#### [EXERCISE INSTRUCTIONS]
**a.** Summarize the piece on Conservative housing policy in two sentences.
**b.** Decide whether each statement agrees with the piece on Conservative housing policy, answering yes or no and quoting the words of the piece that settle it: (i) There has been official confirmation that radical planning reform is dead. (ii) Boris Johnson's speech called for homes on brownfield sites. (iii) Boris Johnson addressed the problems of leaseholders in defective flats.

An empty vision from the Conservatives

So now we know. The way to tackle the affordability crisis is to pretend that it does not exist.

There is no official confirmation yet but the clear message from the Conservative Party conference is that radical planning reform and the attempt to force through new housebuilding in the least affordable parts of the country are both dead.

In their place are vague assurances that building more homes in the North will help both to level up the country and take the pressure off the South East. 

It was there front and centre in Boris Johnson’s invitation in his conference speech  to: 

‘Look at this country from the air. Go on google maps, you can also see how much room there is to build the homes that young families need in this country, not on green fields, not just jammed in the South East, but beautiful homes on brownfield sites in places where homes make sense.’

The prime minister still talked about ‘fixing the broken housing market’ but that is no longer a goal to be achieved by building more homes in expensive areas but a means to a different end:

‘Housing in the right place at an affordable price will add massively not just to your general joie de vivre but to your productivity. And that is how we solve the national productivity puzzle by fixing the broken housing market by plugging in the gigabit, by putting in decent safe bus routes and all other transport infrastructure and by investing in skills, skills, skills and that by the way is how we help to cut the cost of living for everyone because housing, energy, transport are now huge parts of our monthly bills.’

There was more in the same vein and some guff about ‘the dream of home ownership’ but you get the picture. Needless to say he had nothing to say about fixing parts of the market that are most broken for tens of thousands of leaseholders stuck in dangerous and defective flats.

#### [DATA SECTION]
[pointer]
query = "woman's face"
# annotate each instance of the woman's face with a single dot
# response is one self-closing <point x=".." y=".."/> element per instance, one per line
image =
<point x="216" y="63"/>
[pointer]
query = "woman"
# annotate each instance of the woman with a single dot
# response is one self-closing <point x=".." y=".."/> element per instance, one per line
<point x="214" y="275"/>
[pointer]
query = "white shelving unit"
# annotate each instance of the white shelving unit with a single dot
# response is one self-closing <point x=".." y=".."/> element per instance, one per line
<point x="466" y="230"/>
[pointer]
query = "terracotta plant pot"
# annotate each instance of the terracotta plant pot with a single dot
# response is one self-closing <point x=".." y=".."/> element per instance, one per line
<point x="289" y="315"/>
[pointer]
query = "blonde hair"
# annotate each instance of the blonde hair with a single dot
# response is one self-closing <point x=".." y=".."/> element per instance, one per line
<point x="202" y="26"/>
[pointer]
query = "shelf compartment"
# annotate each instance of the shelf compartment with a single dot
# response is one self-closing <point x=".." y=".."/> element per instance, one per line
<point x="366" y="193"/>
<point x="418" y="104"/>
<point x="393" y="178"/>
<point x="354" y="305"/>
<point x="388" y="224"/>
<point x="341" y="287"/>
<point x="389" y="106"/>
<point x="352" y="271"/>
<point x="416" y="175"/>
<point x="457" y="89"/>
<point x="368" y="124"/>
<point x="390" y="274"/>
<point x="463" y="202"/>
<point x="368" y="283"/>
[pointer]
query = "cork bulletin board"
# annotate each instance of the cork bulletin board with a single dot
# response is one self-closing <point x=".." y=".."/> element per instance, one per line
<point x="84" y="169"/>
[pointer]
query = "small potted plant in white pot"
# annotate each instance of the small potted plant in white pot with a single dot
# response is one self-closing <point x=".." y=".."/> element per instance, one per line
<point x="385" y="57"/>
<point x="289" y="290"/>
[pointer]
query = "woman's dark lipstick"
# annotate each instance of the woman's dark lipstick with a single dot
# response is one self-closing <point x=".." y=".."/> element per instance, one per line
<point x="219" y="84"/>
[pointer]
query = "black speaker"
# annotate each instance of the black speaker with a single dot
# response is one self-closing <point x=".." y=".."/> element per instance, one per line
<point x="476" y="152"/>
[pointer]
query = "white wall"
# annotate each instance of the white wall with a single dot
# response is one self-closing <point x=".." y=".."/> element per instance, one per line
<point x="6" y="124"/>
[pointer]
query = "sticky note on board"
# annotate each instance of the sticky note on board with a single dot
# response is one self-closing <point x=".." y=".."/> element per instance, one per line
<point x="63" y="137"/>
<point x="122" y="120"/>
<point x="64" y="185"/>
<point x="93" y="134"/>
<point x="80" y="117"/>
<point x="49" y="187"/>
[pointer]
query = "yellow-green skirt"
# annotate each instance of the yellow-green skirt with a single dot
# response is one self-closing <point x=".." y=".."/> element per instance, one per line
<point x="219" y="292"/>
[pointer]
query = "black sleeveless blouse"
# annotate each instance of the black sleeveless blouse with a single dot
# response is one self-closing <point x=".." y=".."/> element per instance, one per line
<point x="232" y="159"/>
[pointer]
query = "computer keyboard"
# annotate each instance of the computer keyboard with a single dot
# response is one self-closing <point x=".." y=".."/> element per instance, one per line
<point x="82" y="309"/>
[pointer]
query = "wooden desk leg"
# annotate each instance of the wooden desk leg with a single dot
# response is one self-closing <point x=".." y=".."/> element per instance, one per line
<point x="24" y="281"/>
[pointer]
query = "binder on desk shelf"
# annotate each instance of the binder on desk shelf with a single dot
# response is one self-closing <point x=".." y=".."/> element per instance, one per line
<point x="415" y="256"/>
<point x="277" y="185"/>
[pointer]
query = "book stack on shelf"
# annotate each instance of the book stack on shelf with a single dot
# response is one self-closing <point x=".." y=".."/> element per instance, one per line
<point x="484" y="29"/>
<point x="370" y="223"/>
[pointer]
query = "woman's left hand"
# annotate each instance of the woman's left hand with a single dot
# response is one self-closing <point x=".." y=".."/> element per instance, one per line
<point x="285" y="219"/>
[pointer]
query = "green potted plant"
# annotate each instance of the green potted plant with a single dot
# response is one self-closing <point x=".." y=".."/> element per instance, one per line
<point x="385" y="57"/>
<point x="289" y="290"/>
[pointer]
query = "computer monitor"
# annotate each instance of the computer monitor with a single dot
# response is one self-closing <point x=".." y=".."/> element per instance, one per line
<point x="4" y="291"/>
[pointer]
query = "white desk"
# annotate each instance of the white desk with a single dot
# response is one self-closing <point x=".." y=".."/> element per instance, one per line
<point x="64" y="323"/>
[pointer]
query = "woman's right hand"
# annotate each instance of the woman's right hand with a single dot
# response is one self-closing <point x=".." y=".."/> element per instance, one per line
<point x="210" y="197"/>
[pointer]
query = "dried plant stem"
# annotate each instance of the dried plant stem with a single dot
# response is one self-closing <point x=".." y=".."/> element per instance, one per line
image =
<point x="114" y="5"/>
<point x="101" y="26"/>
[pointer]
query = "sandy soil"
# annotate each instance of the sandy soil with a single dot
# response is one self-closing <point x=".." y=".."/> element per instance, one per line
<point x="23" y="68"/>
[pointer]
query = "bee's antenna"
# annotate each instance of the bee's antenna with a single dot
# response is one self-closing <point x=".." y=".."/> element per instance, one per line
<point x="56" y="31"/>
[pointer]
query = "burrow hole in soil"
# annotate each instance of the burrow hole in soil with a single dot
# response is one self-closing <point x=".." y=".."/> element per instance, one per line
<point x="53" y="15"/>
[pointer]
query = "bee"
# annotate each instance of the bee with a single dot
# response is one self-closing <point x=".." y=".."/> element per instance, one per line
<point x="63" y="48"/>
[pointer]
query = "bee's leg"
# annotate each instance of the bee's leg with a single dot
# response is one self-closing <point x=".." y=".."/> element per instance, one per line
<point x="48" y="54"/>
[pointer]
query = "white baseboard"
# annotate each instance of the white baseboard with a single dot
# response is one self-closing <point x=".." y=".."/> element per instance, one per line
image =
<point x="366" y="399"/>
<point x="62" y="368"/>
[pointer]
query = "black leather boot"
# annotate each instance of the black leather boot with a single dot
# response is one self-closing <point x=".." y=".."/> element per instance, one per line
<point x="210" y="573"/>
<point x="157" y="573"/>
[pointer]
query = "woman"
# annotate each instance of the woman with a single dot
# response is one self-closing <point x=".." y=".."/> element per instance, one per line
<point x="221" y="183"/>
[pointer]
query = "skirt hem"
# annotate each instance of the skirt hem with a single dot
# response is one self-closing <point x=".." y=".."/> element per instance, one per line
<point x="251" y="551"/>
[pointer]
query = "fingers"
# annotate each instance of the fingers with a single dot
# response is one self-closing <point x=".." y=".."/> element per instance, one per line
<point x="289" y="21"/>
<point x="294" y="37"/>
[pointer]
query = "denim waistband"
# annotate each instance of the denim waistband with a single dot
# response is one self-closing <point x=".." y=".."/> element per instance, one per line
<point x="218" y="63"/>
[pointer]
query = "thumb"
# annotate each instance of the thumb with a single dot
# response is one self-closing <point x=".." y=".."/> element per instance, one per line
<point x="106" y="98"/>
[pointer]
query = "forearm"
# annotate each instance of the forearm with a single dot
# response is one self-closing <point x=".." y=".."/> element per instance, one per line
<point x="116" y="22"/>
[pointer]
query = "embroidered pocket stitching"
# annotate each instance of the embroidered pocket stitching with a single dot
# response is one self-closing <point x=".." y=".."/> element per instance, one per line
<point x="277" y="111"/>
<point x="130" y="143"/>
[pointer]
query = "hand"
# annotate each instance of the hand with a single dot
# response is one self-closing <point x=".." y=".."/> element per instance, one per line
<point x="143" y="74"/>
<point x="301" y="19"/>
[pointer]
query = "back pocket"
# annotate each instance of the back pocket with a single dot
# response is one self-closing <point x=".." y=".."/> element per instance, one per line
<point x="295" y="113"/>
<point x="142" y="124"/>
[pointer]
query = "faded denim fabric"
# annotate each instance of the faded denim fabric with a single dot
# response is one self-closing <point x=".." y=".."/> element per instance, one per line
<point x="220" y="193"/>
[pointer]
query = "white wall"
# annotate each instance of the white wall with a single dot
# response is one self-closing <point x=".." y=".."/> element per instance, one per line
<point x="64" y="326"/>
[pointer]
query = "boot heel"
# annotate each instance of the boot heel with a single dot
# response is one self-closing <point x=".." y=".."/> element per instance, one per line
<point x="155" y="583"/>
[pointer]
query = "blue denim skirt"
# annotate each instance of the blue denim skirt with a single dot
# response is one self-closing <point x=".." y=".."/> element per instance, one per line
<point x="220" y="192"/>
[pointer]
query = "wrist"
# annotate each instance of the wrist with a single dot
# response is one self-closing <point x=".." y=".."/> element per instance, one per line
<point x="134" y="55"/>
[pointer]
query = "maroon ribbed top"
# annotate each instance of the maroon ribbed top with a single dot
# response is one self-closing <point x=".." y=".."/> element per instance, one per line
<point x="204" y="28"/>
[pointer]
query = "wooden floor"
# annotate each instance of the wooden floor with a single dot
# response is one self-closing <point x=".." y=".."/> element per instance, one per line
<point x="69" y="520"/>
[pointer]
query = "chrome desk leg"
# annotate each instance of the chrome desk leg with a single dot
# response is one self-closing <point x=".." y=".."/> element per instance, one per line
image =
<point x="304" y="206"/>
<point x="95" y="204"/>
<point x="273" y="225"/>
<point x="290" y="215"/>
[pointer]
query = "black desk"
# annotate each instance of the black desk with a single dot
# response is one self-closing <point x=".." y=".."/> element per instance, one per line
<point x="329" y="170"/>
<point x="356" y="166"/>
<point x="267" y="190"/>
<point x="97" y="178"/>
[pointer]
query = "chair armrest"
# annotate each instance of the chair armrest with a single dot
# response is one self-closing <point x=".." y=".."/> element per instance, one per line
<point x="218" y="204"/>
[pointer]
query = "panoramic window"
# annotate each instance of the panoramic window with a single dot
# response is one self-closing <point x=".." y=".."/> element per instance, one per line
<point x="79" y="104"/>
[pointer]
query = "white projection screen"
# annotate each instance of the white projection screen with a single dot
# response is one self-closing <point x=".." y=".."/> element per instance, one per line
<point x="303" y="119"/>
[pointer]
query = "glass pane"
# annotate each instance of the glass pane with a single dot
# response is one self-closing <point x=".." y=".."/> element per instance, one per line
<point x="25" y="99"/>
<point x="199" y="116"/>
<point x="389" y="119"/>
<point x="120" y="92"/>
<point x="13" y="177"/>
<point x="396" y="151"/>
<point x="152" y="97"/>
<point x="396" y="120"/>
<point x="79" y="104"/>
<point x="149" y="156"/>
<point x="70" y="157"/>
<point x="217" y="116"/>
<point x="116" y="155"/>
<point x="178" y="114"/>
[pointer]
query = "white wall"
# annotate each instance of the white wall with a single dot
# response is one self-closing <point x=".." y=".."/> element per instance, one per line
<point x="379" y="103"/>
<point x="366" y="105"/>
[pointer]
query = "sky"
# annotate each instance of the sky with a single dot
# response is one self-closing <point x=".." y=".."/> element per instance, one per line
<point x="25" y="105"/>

#### [THE SOLUTIONS]
**a.** The piece contends that the Conservative Party conference made clear that radical planning reform and the push for new housebuilding in the least affordable parts of the country are dead, replaced by vague assurances that building more homes in the North will level up the country and ease pressure on the South East. Boris Johnson still spoke of fixing the broken housing market, but as a means to solving the national productivity puzzle rather than as a goal met by building in expensive areas, and he said nothing about leaseholders stuck in dangerous and defective flats.

**b.**
(i) No: "There is no official confirmation yet"
(ii) Yes: "beautiful homes on brownfield sites in places where homes make sense"
(iii) No: "he had nothing to say about fixing parts of the market that are most broken for tens of thousands of leaseholders stuck in dangerous and defective flats"